> [Set exercise]:
Copy, word for word, the stretch of the pickle forum excerpt from "No, it does" through "on fixing this.".

> [Source excerpt]:
*-*-*

No, it does not serialize code as a string. It serializes classes, functions, and several other objects (mostly singletons) by name. This is a different thing. It does not run any code serialized as string upon deserialization. It resolves objects (which must exist in your program) by name.

Both directions are customizable: reducer_override and dispatch upon serialization and find_class (it is not only for classes) upon deserialization. By default there are no restrictions, but the user can create Pickler and Unpickler classes with flexible restrictions. This does not require adding a new pickle protocol.

Unfortunately, there are other vulnerabilities in the pickle protocol (and many other serialization protocols), without involving any custom classes. I am working on fixing this.

7 Likes

classes, functions, and several other objects (mostly singletons) by name.

I did call them code objects, which (perhaps confusingly, as I hadn’t remembered and I’ve worked with the inspect module in the past) ironically are not pickleable (and neither are dict values containing lambda funcs, though classes are)

*-*-*

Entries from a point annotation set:
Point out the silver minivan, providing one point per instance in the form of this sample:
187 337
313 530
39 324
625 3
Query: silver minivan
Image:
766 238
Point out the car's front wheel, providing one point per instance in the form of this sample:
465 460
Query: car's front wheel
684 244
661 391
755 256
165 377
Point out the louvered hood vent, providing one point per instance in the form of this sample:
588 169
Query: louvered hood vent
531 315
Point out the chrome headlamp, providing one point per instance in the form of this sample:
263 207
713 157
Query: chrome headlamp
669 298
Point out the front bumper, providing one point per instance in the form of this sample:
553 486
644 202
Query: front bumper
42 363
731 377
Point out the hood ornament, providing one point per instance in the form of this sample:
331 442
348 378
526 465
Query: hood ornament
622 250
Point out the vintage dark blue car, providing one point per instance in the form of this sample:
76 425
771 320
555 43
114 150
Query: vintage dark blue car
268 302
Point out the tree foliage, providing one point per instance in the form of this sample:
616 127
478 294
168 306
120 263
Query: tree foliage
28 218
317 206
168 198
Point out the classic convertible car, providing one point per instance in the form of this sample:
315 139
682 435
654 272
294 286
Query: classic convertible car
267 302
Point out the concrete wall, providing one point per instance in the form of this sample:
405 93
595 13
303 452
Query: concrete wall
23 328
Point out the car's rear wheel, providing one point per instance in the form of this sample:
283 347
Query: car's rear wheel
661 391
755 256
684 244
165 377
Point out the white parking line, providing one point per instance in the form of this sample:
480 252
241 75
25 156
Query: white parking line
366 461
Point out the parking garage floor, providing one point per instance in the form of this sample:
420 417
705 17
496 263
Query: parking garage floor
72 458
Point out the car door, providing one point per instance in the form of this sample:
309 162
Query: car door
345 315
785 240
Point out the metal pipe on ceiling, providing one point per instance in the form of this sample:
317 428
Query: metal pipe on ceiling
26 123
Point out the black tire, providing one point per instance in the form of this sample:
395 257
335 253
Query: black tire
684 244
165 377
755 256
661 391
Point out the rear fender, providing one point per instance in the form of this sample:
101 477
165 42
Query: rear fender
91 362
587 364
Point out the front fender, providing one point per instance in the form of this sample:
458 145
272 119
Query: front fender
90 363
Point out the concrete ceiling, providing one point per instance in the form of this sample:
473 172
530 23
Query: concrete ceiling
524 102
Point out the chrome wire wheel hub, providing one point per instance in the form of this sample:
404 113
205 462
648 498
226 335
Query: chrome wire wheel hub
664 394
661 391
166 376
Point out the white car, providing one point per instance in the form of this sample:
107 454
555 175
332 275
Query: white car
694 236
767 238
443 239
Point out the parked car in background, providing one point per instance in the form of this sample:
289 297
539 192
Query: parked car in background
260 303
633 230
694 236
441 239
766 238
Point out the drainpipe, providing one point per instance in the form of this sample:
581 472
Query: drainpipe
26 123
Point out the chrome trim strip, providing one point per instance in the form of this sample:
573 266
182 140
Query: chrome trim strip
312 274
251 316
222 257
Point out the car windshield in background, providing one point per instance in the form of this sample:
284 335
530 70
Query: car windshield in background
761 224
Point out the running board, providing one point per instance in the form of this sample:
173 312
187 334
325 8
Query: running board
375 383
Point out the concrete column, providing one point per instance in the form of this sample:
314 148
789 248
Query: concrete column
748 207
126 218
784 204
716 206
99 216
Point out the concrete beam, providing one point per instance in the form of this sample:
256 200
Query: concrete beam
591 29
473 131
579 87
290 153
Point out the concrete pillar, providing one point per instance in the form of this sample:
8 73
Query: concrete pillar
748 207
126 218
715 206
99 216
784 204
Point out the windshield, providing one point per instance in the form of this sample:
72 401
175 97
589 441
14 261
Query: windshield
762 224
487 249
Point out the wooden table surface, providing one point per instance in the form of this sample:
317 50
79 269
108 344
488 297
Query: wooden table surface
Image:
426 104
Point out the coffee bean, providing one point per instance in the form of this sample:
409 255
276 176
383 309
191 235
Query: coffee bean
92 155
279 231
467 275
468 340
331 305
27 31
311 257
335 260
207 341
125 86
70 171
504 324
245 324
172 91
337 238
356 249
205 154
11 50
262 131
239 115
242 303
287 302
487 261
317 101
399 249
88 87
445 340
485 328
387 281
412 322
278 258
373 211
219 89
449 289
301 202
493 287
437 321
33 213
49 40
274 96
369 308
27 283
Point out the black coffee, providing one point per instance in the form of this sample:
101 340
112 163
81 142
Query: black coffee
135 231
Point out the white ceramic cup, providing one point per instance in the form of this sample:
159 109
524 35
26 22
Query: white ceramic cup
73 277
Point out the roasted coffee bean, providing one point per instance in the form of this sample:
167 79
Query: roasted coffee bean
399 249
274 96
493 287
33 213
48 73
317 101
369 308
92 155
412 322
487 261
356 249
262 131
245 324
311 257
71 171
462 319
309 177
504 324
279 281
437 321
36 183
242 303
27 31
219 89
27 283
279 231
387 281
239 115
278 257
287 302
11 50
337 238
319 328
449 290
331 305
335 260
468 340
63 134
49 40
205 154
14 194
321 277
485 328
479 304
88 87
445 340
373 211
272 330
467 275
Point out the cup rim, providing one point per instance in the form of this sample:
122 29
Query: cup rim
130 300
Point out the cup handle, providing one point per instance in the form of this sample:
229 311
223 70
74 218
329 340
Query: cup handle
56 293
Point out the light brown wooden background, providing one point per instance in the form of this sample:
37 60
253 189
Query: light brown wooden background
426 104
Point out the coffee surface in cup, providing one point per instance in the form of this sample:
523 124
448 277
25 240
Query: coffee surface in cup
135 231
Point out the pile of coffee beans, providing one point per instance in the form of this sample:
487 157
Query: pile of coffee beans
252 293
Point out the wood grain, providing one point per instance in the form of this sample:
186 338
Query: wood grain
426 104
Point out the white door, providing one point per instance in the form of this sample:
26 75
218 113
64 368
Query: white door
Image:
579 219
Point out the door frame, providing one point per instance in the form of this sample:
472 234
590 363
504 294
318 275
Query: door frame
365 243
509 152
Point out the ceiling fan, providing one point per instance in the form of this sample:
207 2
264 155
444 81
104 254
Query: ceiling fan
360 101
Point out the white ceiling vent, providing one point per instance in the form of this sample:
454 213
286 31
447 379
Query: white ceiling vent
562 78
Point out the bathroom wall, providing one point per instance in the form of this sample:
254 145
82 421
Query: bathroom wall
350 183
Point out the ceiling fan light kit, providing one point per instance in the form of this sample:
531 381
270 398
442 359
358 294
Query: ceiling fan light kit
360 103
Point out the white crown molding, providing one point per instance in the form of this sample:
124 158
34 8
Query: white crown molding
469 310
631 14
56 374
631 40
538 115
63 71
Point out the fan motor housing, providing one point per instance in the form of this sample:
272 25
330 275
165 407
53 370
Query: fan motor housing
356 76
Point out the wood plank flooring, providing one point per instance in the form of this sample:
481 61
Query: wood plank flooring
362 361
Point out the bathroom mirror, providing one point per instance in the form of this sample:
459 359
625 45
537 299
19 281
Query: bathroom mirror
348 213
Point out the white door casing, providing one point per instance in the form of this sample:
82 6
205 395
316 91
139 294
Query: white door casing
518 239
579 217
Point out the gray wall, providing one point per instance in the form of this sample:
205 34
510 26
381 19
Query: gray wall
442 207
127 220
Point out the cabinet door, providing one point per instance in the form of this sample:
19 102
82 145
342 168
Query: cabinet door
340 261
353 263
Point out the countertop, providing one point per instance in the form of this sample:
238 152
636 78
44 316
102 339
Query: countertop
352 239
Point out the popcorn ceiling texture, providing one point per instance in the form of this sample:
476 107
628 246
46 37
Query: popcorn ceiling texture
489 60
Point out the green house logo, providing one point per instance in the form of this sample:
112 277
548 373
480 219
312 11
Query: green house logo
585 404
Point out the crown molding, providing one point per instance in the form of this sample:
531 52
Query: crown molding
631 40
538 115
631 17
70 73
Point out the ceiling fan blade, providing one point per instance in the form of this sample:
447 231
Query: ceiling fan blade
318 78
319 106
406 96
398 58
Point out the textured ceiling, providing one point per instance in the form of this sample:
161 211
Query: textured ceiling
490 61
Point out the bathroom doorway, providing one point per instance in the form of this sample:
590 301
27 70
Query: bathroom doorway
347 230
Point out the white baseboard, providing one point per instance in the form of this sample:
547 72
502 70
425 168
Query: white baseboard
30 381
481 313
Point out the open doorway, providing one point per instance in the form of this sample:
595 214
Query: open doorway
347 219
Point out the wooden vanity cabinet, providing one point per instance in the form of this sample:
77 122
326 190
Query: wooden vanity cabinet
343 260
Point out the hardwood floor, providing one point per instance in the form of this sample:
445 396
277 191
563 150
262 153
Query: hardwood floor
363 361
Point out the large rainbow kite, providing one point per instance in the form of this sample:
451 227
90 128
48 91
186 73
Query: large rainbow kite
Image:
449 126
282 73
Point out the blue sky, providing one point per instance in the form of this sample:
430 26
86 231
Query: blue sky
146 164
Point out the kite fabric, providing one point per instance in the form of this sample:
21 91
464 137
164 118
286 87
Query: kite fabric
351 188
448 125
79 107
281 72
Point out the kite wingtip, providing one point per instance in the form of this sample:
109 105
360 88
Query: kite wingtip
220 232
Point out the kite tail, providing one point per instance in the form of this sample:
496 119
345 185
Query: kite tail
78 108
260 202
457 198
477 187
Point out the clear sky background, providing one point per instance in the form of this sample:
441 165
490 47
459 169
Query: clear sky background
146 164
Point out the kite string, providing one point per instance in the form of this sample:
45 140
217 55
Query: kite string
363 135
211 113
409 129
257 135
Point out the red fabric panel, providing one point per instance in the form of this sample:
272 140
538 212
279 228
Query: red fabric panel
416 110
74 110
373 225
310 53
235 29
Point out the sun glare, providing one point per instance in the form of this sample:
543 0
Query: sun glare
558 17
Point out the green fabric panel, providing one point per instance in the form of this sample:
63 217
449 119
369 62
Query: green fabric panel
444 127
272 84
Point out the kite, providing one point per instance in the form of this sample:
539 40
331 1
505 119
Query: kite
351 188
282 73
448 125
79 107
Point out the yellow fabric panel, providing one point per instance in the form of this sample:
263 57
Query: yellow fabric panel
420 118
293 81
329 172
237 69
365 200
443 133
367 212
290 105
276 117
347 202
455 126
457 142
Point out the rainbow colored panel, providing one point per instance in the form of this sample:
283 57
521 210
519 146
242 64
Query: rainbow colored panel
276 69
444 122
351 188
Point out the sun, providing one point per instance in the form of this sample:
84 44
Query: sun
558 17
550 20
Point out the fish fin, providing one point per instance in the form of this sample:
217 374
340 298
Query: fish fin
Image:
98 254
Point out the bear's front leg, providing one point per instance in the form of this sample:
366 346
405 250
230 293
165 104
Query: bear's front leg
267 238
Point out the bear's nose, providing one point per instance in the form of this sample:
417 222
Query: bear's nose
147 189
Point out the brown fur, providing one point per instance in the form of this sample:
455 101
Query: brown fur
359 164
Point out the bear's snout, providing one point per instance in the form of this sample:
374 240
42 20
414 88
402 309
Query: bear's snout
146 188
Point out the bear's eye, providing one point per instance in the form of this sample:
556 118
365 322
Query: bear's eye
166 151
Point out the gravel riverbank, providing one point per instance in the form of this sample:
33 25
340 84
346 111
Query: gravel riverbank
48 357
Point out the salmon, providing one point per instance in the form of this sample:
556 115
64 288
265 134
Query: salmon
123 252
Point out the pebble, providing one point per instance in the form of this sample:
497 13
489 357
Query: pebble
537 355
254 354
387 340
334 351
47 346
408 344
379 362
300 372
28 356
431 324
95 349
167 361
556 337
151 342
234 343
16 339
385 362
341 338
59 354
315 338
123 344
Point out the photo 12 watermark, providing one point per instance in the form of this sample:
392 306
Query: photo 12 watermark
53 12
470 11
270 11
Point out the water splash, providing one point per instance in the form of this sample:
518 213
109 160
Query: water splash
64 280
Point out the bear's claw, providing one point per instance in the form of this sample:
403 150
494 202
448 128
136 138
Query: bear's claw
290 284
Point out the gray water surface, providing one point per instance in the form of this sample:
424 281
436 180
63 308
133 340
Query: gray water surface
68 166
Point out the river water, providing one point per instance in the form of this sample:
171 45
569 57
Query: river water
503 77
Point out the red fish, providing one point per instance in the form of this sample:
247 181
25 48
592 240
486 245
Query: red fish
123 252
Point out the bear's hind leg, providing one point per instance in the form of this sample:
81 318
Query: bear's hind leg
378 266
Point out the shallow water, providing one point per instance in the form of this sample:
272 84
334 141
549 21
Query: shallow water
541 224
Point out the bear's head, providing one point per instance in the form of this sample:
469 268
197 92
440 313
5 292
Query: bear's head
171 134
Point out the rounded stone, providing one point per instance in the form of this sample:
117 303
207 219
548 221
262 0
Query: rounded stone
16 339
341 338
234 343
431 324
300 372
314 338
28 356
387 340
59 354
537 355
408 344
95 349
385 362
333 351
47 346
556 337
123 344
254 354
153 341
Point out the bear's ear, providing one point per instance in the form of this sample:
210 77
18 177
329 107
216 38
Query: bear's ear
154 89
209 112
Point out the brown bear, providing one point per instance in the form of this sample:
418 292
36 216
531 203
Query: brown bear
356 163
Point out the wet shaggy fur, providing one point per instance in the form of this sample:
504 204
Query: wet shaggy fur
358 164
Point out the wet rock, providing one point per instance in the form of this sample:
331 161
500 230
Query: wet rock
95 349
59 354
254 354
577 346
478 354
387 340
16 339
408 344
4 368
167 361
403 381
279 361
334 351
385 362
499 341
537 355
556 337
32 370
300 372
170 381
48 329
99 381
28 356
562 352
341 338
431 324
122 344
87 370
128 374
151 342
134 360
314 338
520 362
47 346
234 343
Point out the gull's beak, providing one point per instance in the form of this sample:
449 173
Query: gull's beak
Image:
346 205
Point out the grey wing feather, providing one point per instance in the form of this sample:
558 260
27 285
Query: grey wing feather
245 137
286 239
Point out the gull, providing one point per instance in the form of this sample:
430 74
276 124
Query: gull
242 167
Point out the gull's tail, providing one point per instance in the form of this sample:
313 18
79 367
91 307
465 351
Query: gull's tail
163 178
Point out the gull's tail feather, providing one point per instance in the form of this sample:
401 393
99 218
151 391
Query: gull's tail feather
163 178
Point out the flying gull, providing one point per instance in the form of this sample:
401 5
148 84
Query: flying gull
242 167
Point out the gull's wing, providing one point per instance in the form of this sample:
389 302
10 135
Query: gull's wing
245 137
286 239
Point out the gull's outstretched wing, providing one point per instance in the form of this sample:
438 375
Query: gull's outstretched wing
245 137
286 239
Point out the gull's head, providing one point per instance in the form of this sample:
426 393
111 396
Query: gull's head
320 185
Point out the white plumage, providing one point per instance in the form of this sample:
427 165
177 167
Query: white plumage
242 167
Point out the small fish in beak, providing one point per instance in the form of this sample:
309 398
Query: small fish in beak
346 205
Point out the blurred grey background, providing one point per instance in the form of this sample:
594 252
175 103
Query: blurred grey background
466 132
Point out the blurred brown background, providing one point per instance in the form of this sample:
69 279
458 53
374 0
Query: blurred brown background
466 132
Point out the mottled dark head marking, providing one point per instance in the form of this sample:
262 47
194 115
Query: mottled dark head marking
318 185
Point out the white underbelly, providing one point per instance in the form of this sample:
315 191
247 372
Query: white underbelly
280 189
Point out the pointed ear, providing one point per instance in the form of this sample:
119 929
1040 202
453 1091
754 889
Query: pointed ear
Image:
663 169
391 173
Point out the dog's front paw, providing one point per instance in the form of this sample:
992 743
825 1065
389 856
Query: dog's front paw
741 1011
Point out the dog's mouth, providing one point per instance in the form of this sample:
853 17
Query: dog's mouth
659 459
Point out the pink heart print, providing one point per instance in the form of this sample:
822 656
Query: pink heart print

*-*-*

> [Solution]:
No, it does not serialize code as a string. It serializes classes, functions, and several other objects (mostly singletons) by name. This is a different thing. It does not run any code serialized as string upon deserialization. It resolves objects (which must exist in your program) by name.

Both directions are customizable: reducer_override and dispatch upon serialization and find_class (it is not only for classes) upon deserialization. By default there are no restrictions, but the user can create Pickler and Unpickler classes with flexible restrictions. This does not require adding a new pickle protocol.

Unfortunately, there are other vulnerabilities in the pickle protocol (and many other serialization protocols), without involving any custom classes. I am working on fixing this.